→ Text block:
The next chairman of the Federal Reserve may be the most influential – and perhaps the most dangerous – in the institution's 112-year history.

The Federal Reserve was established in 1913, but its first real test came with the Great Depression in 1929. At that time, it was unable to expand its balance sheet or rescue the financial system, because the dollar was pegged to gold at $20 an ounce. The gold standard crippled monetary policy, resulting in a historic collapse.

The second test came during World War II. The U.S. government needed massive financing at a low cost. The Fed intervened, took control of the yield curve, and printed huge amounts of money to finance the war. That was an exception imposed by existential circumstances.

In the 1970s, after abandoning the gold standard, America faced significant inflation. This is when Paul Volcker appeared and raised interest rates to 15–16%. He was able to do this because government debt was low. Today, this option is no longer possible.

→ Exercise instructions:
1. Answer each question from the Federal Reserve passage.
(a) At what price was the dollar pegged to gold when the Great Depression began?
(b) Besides taking control of the yield curve, what did the Fed do to finance World War II?
(c) To what range did Paul Volcker raise interest rates?
2. According to the Federal Reserve passage, why was the Fed unable to expand its balance sheet or rescue the financial system during the Great Depression?
3. Write a continuation of the Federal Reserve passage, starting after its last sentence.
The items that come next are separate material with no connection to the Federal Reserve passage.

→ Provided information:
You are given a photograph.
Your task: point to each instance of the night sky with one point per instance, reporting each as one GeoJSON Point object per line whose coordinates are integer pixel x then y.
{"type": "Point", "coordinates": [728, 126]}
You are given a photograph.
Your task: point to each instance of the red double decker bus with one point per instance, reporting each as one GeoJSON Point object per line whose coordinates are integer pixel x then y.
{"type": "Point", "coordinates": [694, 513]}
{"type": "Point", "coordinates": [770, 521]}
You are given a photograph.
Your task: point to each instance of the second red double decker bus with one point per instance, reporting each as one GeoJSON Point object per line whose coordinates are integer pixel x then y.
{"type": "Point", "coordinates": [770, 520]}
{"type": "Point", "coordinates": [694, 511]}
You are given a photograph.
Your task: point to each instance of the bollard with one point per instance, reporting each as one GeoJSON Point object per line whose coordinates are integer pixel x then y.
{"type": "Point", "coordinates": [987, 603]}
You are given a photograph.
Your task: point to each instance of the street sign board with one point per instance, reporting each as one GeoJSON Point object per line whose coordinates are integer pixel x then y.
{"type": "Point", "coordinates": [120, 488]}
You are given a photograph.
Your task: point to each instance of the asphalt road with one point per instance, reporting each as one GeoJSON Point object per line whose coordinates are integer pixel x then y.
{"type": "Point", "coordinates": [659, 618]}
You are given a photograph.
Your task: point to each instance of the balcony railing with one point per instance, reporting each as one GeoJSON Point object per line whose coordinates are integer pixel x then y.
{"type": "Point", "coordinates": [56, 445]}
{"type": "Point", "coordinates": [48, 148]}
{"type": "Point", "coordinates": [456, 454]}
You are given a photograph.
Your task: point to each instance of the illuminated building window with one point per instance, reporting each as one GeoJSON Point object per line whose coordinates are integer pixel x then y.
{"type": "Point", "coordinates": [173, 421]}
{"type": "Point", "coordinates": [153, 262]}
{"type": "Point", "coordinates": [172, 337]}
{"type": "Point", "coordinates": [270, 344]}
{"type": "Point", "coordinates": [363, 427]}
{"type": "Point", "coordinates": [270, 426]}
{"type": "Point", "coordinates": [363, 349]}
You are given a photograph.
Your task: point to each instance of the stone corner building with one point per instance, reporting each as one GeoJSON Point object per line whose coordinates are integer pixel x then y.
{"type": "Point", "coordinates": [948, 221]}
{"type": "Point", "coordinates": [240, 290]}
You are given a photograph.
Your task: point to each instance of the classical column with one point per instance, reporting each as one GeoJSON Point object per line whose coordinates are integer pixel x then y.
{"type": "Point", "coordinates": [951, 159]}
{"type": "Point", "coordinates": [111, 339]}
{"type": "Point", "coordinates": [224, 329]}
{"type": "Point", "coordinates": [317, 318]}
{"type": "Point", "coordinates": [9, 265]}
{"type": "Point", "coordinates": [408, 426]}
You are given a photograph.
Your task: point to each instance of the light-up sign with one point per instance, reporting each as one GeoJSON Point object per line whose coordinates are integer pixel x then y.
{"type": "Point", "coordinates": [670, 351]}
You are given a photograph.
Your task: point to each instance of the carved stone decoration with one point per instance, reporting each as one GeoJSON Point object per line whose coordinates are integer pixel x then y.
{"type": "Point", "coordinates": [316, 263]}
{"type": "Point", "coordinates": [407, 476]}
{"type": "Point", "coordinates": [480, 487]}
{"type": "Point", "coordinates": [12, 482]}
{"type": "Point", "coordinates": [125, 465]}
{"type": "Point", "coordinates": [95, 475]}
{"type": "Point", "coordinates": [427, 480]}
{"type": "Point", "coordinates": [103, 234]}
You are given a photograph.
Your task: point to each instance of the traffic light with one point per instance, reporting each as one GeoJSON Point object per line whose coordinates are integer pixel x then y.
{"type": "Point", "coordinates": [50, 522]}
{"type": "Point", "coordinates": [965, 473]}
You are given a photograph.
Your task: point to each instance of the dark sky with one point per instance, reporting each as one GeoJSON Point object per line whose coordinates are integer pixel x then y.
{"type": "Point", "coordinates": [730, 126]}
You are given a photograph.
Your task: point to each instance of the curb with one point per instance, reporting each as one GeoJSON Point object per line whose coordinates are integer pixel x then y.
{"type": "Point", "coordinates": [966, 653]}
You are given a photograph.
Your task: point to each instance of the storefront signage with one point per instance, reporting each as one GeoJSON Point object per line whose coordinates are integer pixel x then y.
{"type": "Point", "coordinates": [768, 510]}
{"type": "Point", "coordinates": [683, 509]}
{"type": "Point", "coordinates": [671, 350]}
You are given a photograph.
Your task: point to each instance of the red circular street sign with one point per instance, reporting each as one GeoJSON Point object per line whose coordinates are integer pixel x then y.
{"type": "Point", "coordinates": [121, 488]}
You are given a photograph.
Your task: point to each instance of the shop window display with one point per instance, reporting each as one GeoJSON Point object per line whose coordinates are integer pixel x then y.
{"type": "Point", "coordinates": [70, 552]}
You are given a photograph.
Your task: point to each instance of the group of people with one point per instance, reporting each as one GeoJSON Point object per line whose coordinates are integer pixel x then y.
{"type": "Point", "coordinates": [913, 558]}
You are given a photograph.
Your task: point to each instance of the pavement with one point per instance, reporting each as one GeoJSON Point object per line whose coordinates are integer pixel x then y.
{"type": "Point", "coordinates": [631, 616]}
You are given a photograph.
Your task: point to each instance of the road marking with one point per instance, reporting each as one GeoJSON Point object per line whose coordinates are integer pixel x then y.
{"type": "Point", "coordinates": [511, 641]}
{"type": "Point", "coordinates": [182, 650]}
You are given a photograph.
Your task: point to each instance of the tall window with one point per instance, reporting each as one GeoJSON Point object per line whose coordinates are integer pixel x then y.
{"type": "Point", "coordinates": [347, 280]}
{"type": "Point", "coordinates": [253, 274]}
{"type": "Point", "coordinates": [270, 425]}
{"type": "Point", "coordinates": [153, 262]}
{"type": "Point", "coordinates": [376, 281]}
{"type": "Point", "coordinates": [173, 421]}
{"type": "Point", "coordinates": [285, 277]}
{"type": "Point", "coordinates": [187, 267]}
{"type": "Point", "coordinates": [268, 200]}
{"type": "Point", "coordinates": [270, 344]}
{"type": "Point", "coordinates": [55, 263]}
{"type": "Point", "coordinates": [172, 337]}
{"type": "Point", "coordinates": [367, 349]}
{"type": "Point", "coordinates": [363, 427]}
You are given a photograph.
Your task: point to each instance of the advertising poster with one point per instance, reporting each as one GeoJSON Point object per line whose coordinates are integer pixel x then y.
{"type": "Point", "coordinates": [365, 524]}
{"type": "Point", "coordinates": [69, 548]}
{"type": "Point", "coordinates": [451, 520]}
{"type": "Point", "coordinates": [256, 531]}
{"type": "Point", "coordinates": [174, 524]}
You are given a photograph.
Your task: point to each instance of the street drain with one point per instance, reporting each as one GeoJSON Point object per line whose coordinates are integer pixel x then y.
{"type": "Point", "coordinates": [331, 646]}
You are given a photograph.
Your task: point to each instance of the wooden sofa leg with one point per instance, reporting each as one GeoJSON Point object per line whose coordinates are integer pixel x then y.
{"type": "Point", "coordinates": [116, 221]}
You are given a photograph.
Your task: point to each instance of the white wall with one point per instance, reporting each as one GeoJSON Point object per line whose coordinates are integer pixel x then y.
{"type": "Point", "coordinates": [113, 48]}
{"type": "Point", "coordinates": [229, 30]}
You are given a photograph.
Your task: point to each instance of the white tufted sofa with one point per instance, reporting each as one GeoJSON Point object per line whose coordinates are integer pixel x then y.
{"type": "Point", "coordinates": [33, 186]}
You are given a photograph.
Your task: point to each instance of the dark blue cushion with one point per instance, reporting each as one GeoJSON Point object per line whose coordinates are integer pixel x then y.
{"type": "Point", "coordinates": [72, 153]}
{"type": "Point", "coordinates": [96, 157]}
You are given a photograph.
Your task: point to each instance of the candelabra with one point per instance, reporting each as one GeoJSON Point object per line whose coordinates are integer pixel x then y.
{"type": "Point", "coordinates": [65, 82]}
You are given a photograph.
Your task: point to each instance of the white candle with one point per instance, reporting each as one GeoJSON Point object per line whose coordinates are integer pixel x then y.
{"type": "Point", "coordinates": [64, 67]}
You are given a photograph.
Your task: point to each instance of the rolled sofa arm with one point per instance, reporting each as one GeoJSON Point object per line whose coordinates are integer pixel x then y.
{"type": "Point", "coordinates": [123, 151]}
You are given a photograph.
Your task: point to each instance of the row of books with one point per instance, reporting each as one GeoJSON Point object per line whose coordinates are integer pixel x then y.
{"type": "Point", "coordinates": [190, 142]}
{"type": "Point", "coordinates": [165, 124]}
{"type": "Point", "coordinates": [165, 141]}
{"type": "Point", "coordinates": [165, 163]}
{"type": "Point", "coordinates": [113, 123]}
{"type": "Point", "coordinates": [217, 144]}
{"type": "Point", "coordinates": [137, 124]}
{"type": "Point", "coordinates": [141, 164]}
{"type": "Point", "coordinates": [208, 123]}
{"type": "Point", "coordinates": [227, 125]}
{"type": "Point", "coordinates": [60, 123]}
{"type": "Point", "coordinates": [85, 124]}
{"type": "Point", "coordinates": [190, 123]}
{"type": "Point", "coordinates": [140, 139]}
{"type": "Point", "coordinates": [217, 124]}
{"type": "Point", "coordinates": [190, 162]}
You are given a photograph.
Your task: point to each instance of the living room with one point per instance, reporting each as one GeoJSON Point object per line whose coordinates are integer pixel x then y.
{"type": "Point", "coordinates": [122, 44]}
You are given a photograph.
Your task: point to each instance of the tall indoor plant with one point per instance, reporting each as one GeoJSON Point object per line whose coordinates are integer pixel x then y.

→ Numbered responses:
1.
(a) $20 an ounce.
(b) It printed huge amounts of money.
(c) 15–16%.

2. The dollar was pegged to gold at $20 an ounce. That gold standard crippled monetary policy and left the Fed unable to act.

3.
Then we entered the era of 'perpetual rescue'. Alan Greenspan laid the groundwork for what later became known as the 'Greenspan Put', where markets became confident that the Fed would always intervene to rescue assets. Then came Ben Bernanke, who initiated the largest monetary expansion in modern history, printing trillions of dollars within months to bail out banks and speculators. Losses were nationalized and profits were privatized.

Janet Yellen came, then Jerome Powell. During the COVID pandemic alone, Powell expanded the Fed's balance sheet by more than $5 trillion in less than 18 months.

The result: an explosion in asset prices, rising living costs, the erosion of the middle class, and the disappearance of thousands of small businesses.

Today, about 50% of growth in the U.S. economy comes from the spending of just 7 companies on artificial intelligence data centers. These companies represent nearly 40% of the market value of U.S. stocks. They are growing rapidly, but without a clear path to profitability in the next five years. Their downfall means the economy's downfall as well.

Artificial intelligence requires energy, power grids, infrastructure, and logistics costing tens of trillions of dollars. Funding this will only be possible through a model similar to World War II: complete harmony between the Treasury and the Fed, managing the yield curve, and extensive monetary financing.

Trump called this trend the 'New Manhattan Project', but this time for artificial intelligence, and it will be funded through the printing press.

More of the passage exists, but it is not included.